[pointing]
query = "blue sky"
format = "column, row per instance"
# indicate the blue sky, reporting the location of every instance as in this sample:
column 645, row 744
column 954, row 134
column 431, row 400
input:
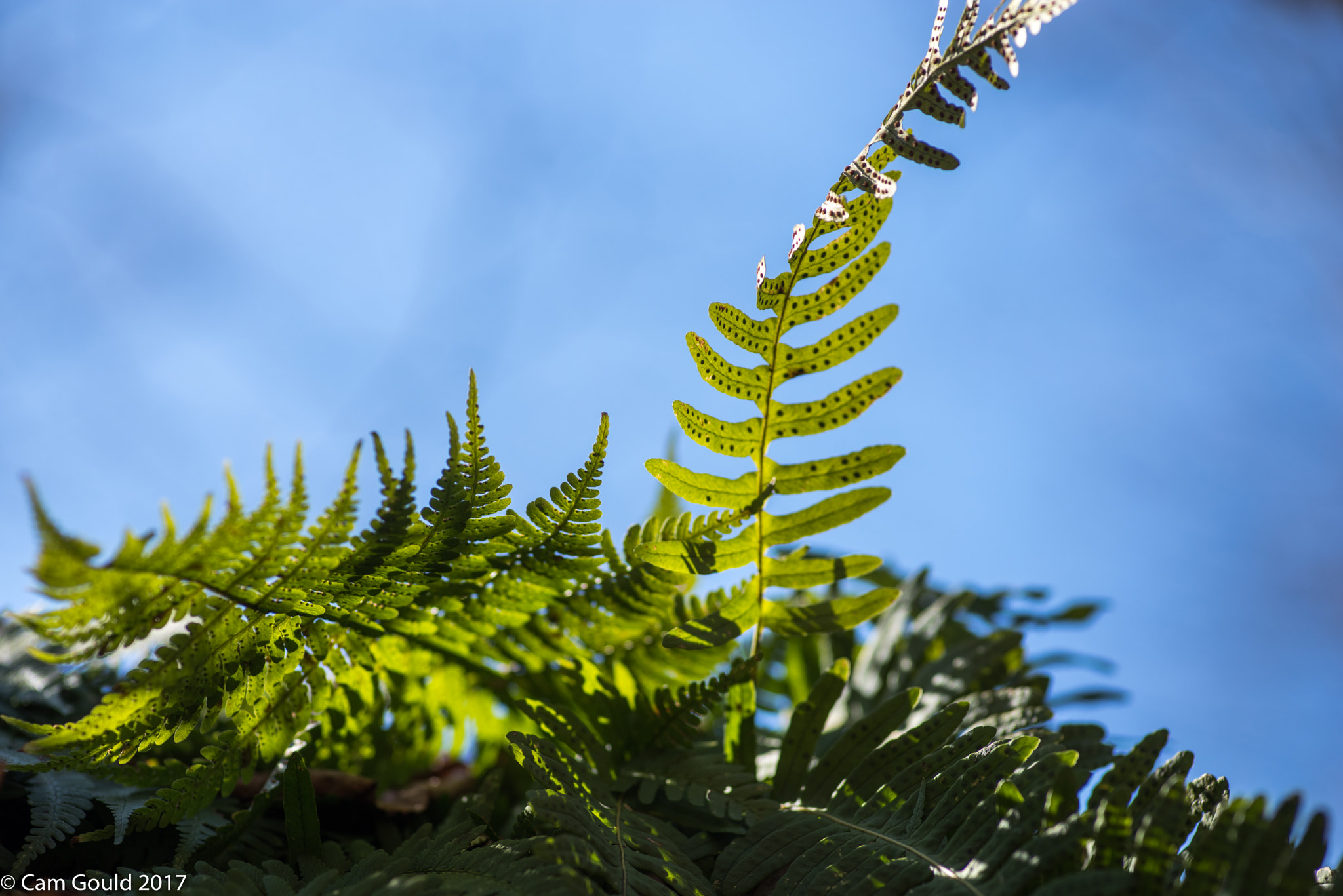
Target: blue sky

· · ·

(JOB):
Copy out every line of the material above verbatim, omitting the picture.

(OUTPUT OF THE EXERCISE):
[pointing]
query = "blue sky"
format = "column, row per instance"
# indicate the blue sky, reporting the location of every instance as in this sample:
column 645, row 744
column 954, row 134
column 431, row 400
input:
Target: blue sky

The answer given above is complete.